→ Tarea: Reescriba todo el fragmento del texto sobre las mujeres en la historia de Sigüenza que va desde "Apenas conocemos la" hasta "de siglos anteriores.", sustituyendo "mujeres" por "féminas".

Apenas conocemos la contribución de las mujeres a la historia de Sigüenza. Durante mucho tiempo, sus vivencias han pasado desapercibidas, relegadas a un papel secundario, a la sombra de los acontecimientos. Sin embargo, las páginas de los libros guardan numerosas huellas de mujeres, con vestigios de información sobre la vida cotidiana en la que se desenvolvió su existencia. A través de los estudios de Historia de Género, las rescatamos del olvido, recuperamos su trayectoria vital y su personalidad, les damos la visibilidad y el protagonismo que merecen, porque ellas también forman parte de la historia y sus biografías son el retrato de los usos y las costumbres de la Sigüenza de siglos anteriores.

→ Material facilitado:

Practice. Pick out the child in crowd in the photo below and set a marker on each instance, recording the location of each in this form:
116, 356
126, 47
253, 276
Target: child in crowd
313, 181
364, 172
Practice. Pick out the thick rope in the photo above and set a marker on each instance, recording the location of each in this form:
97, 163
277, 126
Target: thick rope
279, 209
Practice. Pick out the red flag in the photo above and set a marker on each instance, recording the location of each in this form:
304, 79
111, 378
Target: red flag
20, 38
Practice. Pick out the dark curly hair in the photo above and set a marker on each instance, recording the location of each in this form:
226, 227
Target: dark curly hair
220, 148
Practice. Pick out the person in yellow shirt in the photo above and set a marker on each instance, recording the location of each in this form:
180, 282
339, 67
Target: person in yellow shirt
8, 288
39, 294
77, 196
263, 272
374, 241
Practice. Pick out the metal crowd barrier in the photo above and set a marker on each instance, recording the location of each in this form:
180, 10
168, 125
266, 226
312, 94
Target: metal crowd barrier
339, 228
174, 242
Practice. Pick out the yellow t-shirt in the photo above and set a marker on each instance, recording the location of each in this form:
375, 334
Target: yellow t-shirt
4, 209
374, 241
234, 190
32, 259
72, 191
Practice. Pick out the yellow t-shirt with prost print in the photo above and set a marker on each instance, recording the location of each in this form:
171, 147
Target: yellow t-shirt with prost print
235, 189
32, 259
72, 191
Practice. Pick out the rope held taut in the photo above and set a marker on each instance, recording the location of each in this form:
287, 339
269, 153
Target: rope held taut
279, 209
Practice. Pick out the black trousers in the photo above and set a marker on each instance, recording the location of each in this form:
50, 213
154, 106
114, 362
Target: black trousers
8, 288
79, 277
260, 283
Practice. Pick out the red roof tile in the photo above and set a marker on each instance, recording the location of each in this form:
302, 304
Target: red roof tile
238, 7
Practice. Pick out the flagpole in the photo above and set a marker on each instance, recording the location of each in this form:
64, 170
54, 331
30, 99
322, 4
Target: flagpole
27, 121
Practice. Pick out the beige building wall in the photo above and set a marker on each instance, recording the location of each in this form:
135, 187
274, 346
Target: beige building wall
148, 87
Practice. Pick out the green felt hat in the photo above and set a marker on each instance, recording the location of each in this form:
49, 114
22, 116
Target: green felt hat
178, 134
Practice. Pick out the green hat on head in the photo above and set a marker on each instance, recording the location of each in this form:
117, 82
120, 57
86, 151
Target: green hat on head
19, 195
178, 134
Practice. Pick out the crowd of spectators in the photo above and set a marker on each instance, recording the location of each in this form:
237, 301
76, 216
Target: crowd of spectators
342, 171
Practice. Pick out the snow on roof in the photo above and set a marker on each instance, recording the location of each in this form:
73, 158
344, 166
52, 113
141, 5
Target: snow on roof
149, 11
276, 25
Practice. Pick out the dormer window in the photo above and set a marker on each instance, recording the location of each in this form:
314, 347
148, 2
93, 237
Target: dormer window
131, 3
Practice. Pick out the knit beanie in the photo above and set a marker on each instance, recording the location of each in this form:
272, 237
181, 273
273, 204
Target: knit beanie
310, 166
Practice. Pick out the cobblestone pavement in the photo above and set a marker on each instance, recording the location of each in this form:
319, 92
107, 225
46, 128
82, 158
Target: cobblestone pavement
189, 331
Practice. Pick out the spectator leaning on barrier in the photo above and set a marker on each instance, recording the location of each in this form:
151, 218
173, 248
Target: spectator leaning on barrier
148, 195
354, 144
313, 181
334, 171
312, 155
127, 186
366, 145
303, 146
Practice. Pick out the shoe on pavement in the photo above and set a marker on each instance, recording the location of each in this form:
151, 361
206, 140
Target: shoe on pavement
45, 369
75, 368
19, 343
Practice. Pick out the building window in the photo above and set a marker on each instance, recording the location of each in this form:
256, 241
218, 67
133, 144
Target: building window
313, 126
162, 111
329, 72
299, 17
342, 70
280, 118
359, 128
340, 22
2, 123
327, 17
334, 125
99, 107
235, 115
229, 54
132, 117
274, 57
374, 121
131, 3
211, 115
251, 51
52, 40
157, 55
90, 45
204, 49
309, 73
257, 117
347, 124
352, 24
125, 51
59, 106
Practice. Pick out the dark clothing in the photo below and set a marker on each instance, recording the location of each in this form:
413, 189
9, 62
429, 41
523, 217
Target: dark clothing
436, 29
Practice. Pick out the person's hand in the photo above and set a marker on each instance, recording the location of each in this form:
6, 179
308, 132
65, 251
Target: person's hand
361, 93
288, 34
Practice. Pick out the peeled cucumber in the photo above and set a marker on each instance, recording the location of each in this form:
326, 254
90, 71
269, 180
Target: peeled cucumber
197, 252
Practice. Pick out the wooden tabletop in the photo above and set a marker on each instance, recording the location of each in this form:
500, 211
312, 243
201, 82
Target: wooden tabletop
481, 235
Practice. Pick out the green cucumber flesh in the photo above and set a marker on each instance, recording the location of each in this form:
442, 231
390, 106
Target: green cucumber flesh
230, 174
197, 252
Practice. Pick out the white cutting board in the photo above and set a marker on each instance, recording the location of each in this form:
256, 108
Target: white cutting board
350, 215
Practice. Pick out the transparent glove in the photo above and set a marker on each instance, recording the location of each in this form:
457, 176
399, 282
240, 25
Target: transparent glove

→ Su respuesta:
Apenas conocemos la contribución de las féminas a la historia de Sigüenza. Durante mucho tiempo, sus vivencias han pasado desapercibidas, relegadas a un papel secundario, a la sombra de los acontecimientos. Sin embargo, las páginas de los libros guardan numerosas huellas de féminas, con vestigios de información sobre la vida cotidiana en la que se desenvolvió su existencia. A través de los estudios de Historia de Género, las rescatamos del olvido, recuperamos su trayectoria vital y su personalidad, les damos la visibilidad y el protagonismo que merecen, porque ellas también forman parte de la historia y sus biografías son el retrato de los usos y las costumbres de la Sigüenza de siglos anteriores.